Text block

Thursday October 19, 2017

It is for declaring their difference, their exceptionalism, that selves are punished. That is the Law, my friend, from here unto forever. I’m all about sensing, having an awareness of my body, but only in a fleeting way, feeling — but I rarely know my wants and needs enough to go after them. Perhaps I should teach myself Socionics. Anything to avoid living at a lower level of consciousness. Rabbit holes, rabbit holes. Optical illusions. (Just kidding, by the way, about Socionics. Though I like for use in a piece of fiction the idea of a psychedelic autodidact survivalist character obsessed with Socionics, seeking relationship advice from its teachings, classifying personalities of customers in terms of its typology at the convenience store where she works.) Here I am, traveling around stoned while reading Lindsey Michael Banco’s Travel and Drugs in Twentieth-Century Literature. The world’s about to get a whole lot warmer. Beams of light shining through windows strike the narrator, prompting momentary blindness. Freezer joint, meat monstrosity. The jerk trail beckons. An article on Bandcamp points me to some really cool head music out of Mexico City: netlabel releases like Outworld Music by RITUALZ, HYPNOSYS by Upgrayedd Smurphy, and Desterritorialización by AASSP.

Apply what you read
• A. In the October 19, 2017 entry, what book does the writer say they are reading while traveling around stoned?
• B. List every netlabel release from Mexico City named in the October 19, 2017 entry, along with its artist.

Natural language region descriptions
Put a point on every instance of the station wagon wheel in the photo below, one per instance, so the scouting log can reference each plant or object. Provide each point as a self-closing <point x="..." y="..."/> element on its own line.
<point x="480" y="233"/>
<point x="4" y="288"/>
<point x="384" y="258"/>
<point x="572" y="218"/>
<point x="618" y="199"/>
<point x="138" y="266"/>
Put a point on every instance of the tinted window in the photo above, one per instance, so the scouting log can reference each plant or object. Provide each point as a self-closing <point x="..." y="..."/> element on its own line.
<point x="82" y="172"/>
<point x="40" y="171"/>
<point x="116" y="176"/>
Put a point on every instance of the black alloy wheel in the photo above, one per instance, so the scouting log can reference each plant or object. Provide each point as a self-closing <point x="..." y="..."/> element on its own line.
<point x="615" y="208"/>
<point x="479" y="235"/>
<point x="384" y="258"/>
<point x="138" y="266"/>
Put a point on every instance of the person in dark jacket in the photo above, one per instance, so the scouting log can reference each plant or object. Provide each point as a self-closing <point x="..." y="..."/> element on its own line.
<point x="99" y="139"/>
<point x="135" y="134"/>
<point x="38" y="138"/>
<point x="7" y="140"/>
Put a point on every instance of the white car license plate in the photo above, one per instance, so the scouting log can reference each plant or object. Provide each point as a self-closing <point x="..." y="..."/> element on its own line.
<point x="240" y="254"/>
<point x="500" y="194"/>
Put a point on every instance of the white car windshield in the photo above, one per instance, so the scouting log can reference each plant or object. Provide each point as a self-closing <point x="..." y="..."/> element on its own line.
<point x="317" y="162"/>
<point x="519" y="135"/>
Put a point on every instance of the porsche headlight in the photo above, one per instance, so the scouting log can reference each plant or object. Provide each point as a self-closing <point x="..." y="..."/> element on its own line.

Answers to the tasks
• A. Lindsey Michael Banco's Travel and Drugs in Twentieth-Century Literature

• B.
Outworld Music by RITUALZ
HYPNOSYS by Upgrayedd Smurphy
Desterritorialización by AASSP